CoRet: Improved Retriever for Code Editing¶

Conference: ACL 2025
arXiv: 2505.24715
Code: None
Area: Code Retrieval / Code Edit Retrieval
Keywords: Code Retrieval, Code Editing, Call Graph, Repository-level, SWE-bench

TL;DR¶

Proposed CoRet, a dense retrieval model tailored for code editing tasks. By integrating code semantics, repository-level file hierarchy, and call graph dependencies, and employing a log-likelihood loss function designed for repository-level retrieval, CoRet improves Recall by at least 15 percentage points over existing models on SWE-bench and Long Code Arena.

Background & Motivation¶

Code editing is a core task in software development: developers modify code repositories based on natural language descriptions (such as GitHub Issues/PRs). Successful code editing first requires accurately retrieving the code segments that need to be modified—which is particularly challenging in large, real-world repositories.

Three Fundamental Problems of Existing Models:

Semantic Mismatch: Existing pre-trained encoders (such as CodeBERT, GraphCodeBERT, and UniXcoder) learn the semantic matching of docstring-to-code, but the semantic relationship between issue descriptions and code snippets to be modified is completely different. Although CodeSage performs exceptionally well in code search, this capability cannot be directly transferred to retrieval for code editing.

━━━━━━━━━━━━━━━━━━━━━━━━━━━━━━

## To be done
[1] Answer these questions from the CoRet summary:
(a) At which conference does the summary say CoRet appears?
(b) By at least how many percentage points does CoRet improve Recall over existing models?
(c) Which three pre-trained encoders does the summary name as learning docstring-to-code semantic matching?
[2] Quote the CoRet summary, beginning at the words "Semantic Mismatch: Existing" and stopping after "for code editing.".

A block of data:
━━━━━━━━━━━━━━━━━━━━━━━━━━━━━━

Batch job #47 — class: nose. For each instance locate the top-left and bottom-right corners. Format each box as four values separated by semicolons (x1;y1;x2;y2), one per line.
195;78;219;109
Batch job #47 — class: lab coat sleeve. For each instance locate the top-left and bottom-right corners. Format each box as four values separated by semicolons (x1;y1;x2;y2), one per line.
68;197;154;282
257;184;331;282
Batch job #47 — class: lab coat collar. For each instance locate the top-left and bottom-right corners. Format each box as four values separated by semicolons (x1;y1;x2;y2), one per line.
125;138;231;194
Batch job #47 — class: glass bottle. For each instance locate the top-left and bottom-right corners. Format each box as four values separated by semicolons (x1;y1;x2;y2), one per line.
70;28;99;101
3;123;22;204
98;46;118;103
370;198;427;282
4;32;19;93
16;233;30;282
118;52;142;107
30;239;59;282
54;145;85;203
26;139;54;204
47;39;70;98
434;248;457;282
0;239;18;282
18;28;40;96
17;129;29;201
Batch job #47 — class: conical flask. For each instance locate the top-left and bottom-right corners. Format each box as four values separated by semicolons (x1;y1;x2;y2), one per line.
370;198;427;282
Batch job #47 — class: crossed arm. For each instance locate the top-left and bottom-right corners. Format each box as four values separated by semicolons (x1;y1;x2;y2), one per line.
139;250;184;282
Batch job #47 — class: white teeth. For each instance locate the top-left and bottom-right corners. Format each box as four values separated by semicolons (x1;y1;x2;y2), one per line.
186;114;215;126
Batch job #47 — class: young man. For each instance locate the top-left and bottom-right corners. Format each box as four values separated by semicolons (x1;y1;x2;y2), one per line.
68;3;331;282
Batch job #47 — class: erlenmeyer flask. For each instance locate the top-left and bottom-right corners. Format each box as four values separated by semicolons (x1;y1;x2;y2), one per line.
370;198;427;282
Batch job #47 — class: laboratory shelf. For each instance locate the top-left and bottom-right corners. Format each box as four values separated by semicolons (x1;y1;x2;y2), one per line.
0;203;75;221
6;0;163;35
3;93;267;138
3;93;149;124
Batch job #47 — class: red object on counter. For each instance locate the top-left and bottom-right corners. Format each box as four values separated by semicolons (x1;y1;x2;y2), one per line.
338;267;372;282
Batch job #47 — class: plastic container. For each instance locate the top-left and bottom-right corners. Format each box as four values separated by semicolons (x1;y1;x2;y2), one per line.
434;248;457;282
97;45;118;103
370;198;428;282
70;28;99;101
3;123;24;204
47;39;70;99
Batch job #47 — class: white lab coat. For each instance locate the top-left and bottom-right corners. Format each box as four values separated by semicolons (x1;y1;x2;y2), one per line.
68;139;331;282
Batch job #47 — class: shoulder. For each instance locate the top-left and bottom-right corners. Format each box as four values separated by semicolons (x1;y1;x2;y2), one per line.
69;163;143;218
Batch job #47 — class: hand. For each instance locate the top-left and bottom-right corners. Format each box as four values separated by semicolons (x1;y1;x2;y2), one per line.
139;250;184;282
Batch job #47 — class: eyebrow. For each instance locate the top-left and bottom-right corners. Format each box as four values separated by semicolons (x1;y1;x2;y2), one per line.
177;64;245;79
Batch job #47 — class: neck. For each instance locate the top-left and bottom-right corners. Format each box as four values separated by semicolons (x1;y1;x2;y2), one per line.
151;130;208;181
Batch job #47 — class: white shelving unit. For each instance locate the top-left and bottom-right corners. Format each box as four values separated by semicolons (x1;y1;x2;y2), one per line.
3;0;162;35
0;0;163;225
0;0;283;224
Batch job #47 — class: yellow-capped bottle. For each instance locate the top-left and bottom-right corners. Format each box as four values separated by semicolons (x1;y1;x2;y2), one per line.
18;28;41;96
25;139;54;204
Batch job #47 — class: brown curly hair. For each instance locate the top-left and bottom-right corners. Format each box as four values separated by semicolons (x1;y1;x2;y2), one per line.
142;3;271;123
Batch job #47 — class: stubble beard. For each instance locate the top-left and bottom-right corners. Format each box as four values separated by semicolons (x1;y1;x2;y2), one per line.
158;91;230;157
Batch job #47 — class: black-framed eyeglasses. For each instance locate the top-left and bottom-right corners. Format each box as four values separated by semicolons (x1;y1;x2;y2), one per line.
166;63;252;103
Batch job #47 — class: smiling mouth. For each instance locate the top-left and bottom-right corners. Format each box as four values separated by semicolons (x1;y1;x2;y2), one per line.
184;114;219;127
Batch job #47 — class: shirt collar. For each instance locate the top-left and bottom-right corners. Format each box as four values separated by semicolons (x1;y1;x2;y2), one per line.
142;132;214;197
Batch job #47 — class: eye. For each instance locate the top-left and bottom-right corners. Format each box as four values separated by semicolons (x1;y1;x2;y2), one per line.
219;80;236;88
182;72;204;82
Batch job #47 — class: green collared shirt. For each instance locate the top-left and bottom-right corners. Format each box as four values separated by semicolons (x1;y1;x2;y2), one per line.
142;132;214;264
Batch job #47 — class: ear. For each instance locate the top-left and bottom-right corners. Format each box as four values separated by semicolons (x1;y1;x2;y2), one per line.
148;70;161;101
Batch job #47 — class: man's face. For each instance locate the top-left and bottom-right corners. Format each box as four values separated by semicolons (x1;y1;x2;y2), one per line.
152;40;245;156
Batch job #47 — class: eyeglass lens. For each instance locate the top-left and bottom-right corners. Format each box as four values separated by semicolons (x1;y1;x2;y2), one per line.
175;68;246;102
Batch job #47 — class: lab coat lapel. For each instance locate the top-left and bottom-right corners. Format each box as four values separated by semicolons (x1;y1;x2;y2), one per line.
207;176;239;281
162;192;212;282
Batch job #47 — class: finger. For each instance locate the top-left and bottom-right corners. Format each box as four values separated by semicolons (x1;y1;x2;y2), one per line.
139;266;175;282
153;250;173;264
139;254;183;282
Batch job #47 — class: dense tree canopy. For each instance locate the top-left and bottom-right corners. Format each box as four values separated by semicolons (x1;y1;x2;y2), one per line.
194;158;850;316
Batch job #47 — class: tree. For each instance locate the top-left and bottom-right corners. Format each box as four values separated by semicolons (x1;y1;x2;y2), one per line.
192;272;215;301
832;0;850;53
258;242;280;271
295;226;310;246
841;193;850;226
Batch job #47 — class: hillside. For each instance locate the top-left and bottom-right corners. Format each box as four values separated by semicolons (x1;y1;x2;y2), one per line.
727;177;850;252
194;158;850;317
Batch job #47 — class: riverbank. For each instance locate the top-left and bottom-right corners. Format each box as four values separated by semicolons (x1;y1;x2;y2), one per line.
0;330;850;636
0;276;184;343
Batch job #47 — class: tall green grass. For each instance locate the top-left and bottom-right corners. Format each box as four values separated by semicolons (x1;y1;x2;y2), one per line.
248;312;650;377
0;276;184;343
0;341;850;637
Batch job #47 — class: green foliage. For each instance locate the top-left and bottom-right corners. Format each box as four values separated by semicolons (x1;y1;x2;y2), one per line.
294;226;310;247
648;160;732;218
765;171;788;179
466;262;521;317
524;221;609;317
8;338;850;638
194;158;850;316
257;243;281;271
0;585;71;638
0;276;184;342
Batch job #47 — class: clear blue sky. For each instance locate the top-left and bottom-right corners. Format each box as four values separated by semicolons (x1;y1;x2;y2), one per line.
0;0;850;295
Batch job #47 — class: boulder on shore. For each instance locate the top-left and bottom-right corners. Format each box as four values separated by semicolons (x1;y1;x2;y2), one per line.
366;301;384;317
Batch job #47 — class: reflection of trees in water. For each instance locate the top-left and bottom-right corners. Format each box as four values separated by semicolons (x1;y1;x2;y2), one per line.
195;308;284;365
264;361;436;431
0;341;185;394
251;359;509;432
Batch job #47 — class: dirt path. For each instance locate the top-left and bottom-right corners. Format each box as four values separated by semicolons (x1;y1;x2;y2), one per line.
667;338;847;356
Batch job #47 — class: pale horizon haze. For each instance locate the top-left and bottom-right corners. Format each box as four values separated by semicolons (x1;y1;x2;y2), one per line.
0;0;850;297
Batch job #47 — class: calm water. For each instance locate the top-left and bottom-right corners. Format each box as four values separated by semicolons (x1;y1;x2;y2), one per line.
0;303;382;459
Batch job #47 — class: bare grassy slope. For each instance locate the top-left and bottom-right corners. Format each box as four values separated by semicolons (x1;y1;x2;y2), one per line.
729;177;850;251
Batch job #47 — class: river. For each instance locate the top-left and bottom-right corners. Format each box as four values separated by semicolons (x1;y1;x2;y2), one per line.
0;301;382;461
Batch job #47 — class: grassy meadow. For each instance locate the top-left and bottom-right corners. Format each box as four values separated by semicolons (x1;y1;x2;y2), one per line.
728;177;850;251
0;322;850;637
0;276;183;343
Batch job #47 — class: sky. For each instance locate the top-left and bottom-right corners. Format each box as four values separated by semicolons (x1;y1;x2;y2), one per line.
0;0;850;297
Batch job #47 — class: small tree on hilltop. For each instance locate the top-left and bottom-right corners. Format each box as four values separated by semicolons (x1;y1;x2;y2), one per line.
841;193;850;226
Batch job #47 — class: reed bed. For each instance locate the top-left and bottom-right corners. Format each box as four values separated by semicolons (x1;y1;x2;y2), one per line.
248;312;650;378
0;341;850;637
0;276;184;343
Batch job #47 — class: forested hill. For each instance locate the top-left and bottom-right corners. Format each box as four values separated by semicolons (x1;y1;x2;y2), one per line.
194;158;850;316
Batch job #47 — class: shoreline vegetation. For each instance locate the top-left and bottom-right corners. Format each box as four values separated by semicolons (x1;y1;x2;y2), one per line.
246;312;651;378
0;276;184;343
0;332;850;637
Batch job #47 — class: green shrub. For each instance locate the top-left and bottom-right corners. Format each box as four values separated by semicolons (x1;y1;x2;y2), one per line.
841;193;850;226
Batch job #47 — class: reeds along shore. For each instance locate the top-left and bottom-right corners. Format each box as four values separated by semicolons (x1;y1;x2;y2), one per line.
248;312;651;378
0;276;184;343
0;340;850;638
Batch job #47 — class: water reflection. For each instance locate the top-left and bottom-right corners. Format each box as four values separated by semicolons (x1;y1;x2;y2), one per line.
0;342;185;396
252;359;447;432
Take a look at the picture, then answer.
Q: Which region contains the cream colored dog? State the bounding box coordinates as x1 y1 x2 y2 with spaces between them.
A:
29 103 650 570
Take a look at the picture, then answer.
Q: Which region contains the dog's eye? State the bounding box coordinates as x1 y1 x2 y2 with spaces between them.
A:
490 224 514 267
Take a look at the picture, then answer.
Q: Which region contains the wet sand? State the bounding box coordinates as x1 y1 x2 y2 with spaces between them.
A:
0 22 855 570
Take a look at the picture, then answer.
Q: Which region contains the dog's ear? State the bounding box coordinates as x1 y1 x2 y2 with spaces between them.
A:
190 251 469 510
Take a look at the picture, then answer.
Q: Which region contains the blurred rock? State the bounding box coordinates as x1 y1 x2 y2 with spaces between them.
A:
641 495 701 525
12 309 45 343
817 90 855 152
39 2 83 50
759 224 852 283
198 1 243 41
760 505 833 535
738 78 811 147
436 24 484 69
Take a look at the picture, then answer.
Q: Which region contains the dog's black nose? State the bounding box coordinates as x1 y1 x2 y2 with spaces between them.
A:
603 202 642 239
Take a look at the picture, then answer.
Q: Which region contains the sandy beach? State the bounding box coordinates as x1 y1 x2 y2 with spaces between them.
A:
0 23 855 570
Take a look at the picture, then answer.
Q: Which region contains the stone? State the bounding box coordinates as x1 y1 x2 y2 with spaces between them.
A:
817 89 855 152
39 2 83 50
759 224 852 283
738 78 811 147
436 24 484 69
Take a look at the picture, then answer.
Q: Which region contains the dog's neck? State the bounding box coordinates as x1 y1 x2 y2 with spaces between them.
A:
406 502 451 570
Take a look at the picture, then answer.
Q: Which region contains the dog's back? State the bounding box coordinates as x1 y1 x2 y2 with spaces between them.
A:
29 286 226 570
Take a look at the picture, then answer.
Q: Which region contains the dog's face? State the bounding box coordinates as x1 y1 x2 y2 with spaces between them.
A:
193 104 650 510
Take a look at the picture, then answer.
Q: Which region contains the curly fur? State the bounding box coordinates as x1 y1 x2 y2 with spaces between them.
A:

━━━━━━━━━━━━━━━━━━━━━━━━━━━━━━

## The solutions
[1]
(a) ACL 2025
(b) 15 percentage points
(c) CodeBERT, GraphCodeBERT, and UniXcoder

[2]
Semantic Mismatch: Existing pre-trained encoders (such as CodeBERT, GraphCodeBERT, and UniXcoder) learn the semantic matching of docstring-to-code, but the semantic relationship between issue descriptions and code snippets to be modified is completely different. Although CodeSage performs exceptionally well in code search, this capability cannot be directly transferred to retrieval for code editing.